* OBJECTIVE
In the forum reply about XMLLiterals, what namespace does HTML5 require for elements on pages parsed as text/html?

* SUPPLIED TEXT
□ □ □ □
Re: XMLLiteral and stripping iquery/ifragment from <base>

Manu Sporny wrote:
> Two unrelated questions about XMLLiterals and stripping iquery/ifragment
> from <base>.
> 
> The first question is whether or not we should include
> xmlns="http://www.w3.org/1999/xhtml" in XMLLiterals for HTML4 and HTML5.
> [...]
> Note that there is no default namespace specified for non-xml mode HTML5
> (AFAIK), so does it make sense to require the namespace in XMLLiterals?

HTML5 requires that pages parsed as text/html always have their elements 
placed in the standard HTML namespace 
(http://whatwg.org/html5#insert-an-html-element) (ignoring SVG/MathML 
for now), regardless of any namespace declarations. HTML content like 
"<html><head>..." is parsed to an identical set of elements (in terms of 
Infoset-style namespace names and local names) as XML like "<html 
xmlns='http://www.w3.org/1999/xhtml'><head>...".

> If we don't include it, do we violate the namespace well-formedness for
> an XMLLiteral? I think we do, but thought I should check to see if I'm
> missing something.

"<sup>...</sup>" is still perfectly legal namespace well-formed XML, 
it's just different to the input (since the element is in no namespace, 
whereas in the input it was in the HTML namespace), and I believe 
XMLLiteral output really should be equivalent to the input (at a 
DOM/Infoset level).

(It ought to be a consequence of the XML serialisation algorithm that 
namespace declarations are added to ensure the namespaces used by 
element/attribute names are correctly declared, regardless of the 
declarations in the input. You have to do that for XML too, because 
you're serialising a fragment that might use namespaces that were 
declared outside the fragment -- it's the same for HTML, except the 
names weren't explicitly declared anywhere in the document.)
□ □ □ □
(Records of labeled points)
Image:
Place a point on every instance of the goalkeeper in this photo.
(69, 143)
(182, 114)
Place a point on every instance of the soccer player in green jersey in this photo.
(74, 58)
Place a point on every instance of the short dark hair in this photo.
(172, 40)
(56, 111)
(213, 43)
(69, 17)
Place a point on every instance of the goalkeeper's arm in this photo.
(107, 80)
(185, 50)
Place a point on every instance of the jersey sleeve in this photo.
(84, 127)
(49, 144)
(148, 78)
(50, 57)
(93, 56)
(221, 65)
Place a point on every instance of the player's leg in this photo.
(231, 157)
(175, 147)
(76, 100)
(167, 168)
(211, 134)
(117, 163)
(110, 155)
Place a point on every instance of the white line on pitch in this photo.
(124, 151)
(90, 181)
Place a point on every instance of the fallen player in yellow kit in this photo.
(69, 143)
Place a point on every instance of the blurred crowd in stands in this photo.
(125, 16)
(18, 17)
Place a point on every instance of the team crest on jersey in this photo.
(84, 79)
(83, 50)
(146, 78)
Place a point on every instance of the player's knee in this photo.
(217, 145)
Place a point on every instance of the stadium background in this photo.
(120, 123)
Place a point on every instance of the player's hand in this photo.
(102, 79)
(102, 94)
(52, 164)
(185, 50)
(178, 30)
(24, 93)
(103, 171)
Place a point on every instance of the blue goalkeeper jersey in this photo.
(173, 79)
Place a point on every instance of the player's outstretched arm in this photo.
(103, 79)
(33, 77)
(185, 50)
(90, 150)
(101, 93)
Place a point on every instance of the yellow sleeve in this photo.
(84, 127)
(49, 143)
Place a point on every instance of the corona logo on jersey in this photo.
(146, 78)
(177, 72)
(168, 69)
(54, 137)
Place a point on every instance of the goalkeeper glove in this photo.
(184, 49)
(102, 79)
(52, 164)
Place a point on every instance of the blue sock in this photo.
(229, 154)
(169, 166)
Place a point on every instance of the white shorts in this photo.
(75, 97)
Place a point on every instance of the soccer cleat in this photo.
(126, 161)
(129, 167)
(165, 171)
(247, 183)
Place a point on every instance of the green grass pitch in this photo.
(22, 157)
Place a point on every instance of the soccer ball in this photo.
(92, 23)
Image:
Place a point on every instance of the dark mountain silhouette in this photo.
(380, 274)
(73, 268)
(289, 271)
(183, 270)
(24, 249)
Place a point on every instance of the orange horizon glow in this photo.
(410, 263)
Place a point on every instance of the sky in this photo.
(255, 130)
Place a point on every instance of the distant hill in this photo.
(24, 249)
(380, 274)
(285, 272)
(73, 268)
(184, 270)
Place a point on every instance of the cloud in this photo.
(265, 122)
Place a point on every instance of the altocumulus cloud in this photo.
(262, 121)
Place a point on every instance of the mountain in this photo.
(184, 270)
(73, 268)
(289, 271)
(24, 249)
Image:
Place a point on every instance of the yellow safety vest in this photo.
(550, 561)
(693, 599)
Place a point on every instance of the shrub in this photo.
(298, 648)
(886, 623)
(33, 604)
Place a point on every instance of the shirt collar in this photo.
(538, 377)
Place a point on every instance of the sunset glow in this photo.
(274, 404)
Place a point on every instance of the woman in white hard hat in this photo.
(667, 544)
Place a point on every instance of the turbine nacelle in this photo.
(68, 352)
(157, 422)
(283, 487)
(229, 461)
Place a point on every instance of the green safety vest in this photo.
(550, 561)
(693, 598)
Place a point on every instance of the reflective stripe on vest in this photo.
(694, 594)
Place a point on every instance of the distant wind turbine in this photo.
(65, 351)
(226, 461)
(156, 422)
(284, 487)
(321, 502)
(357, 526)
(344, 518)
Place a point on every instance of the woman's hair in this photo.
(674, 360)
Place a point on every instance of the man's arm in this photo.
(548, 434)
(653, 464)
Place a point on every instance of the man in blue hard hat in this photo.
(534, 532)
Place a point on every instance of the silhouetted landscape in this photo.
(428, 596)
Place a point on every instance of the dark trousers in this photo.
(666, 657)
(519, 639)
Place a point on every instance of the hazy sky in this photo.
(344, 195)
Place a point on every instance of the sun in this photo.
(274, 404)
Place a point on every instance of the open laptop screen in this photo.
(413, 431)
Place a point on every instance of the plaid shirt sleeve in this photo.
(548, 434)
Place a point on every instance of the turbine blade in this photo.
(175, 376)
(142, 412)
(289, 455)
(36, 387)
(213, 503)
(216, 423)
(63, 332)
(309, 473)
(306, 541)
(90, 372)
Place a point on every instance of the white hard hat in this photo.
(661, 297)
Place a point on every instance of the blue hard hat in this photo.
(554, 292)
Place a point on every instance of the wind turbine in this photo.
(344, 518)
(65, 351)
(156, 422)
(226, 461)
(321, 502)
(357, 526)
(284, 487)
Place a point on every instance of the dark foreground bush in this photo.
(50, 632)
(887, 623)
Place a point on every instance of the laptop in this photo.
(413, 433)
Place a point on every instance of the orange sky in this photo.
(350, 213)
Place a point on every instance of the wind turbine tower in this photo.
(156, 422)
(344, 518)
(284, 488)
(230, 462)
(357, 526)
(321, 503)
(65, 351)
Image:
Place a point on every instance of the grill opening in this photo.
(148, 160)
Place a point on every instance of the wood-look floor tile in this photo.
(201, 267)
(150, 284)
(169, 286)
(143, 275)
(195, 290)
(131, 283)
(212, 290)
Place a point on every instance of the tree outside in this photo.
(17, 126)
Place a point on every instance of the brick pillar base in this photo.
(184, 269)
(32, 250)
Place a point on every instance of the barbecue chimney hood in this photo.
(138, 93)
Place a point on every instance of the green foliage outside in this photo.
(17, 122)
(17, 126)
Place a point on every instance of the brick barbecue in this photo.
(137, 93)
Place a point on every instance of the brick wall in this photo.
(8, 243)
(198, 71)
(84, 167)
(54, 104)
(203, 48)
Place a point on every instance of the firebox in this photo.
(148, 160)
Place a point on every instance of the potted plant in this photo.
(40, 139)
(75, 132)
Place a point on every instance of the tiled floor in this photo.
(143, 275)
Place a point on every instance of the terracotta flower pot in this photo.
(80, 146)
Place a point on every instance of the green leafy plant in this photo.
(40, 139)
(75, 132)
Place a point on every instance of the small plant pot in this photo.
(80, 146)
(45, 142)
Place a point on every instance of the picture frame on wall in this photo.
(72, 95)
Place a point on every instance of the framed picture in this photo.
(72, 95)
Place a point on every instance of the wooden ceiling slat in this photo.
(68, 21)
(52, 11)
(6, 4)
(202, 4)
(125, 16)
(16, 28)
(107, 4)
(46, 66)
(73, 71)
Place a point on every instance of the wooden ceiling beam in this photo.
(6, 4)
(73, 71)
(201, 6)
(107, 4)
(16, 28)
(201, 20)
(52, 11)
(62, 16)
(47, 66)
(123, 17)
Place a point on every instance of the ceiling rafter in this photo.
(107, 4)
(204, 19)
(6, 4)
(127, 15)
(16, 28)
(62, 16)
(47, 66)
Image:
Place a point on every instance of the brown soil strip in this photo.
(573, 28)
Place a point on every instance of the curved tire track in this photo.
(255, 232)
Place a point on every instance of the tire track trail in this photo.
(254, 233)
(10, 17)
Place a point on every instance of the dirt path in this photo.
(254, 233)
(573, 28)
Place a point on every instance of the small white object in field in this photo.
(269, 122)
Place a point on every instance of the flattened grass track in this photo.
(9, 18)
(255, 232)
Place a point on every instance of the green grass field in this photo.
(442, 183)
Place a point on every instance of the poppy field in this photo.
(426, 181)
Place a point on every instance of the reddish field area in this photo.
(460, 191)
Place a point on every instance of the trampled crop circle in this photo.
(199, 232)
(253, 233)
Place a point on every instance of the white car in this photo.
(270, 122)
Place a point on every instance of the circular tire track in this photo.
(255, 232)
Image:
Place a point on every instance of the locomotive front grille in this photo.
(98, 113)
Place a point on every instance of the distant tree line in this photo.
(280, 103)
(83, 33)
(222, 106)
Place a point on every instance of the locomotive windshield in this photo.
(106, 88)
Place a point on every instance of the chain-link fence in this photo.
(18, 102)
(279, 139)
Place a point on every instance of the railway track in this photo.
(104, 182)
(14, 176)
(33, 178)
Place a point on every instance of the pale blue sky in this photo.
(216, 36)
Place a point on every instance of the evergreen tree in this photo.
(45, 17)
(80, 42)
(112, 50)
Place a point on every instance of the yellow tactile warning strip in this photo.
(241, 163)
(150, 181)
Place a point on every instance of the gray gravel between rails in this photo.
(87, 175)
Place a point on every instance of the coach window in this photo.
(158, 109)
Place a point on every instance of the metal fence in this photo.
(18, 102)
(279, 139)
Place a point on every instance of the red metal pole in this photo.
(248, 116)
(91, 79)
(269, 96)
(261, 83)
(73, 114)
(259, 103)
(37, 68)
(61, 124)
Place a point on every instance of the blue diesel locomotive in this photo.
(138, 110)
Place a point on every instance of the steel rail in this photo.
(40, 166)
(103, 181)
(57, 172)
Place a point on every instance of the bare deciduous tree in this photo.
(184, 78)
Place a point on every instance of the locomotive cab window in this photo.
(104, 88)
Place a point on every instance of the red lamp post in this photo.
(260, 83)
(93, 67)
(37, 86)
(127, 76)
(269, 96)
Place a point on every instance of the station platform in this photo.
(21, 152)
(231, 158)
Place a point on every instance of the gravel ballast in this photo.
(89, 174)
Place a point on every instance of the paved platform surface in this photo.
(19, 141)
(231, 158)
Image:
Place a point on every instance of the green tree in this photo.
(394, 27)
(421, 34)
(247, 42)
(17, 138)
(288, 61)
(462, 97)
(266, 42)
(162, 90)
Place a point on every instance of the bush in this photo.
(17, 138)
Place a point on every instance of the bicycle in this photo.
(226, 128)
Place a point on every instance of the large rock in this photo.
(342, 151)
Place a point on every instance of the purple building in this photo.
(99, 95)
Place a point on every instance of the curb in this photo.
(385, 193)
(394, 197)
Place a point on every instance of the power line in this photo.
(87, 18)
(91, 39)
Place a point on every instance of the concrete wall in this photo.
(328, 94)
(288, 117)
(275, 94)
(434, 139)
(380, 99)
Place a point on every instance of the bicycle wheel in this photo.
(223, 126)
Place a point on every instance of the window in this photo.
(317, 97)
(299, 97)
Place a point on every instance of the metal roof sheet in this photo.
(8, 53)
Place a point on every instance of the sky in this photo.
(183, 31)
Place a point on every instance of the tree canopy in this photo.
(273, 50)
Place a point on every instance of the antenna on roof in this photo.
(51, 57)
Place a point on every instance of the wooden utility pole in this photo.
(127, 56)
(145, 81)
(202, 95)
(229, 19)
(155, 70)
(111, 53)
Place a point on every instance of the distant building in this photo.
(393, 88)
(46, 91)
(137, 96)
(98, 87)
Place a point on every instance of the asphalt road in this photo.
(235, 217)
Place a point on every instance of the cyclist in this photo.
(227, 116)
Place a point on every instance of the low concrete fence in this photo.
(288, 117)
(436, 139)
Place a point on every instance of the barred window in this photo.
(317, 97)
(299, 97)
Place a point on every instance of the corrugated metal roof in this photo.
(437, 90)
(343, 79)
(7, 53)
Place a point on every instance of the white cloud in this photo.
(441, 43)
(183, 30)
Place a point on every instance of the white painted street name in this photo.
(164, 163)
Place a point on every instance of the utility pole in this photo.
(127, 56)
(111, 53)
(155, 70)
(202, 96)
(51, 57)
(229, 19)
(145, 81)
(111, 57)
□ □ □ □
* PROBLEM SOLUTION
The standard HTML namespace.